(Items from a data source)
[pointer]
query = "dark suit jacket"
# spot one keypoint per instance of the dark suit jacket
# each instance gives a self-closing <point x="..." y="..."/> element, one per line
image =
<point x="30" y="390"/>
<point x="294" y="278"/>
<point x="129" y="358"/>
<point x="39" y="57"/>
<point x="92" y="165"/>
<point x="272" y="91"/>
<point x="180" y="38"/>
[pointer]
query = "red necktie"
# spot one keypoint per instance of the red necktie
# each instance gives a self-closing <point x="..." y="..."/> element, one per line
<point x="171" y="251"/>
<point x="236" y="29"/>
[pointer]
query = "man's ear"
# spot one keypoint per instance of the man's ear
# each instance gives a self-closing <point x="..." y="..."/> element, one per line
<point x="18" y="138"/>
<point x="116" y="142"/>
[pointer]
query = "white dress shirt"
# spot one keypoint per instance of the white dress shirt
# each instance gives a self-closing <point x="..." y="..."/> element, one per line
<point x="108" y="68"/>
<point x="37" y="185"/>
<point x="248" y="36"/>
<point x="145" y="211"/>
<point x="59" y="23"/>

==

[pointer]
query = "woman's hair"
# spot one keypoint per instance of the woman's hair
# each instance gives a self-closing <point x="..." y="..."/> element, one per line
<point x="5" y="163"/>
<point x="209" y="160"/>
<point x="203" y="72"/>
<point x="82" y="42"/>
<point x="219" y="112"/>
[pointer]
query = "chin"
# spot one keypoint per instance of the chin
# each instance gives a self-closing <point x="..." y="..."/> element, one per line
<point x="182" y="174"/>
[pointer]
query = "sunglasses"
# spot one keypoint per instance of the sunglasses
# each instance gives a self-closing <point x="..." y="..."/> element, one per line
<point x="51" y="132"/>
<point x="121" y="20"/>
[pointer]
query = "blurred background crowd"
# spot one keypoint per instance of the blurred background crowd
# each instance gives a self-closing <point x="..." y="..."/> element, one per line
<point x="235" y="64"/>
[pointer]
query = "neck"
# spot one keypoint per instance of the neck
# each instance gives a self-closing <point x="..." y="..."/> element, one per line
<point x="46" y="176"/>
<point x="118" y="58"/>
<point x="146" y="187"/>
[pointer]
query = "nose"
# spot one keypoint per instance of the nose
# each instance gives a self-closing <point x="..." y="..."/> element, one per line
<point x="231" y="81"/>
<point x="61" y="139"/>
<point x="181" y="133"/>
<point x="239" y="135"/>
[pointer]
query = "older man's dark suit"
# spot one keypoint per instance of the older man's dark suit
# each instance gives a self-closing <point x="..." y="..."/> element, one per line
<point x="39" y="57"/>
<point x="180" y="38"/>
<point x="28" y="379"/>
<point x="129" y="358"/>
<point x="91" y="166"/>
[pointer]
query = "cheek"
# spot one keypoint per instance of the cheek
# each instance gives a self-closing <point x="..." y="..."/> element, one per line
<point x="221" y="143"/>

→ **REQUIRED ACTION**: In the data above, which lines have "necktie"? Report each of them.

→ **COMPLETED EXERCISE**:
query = "red necktie"
# spot one keypoint per instance of the red necktie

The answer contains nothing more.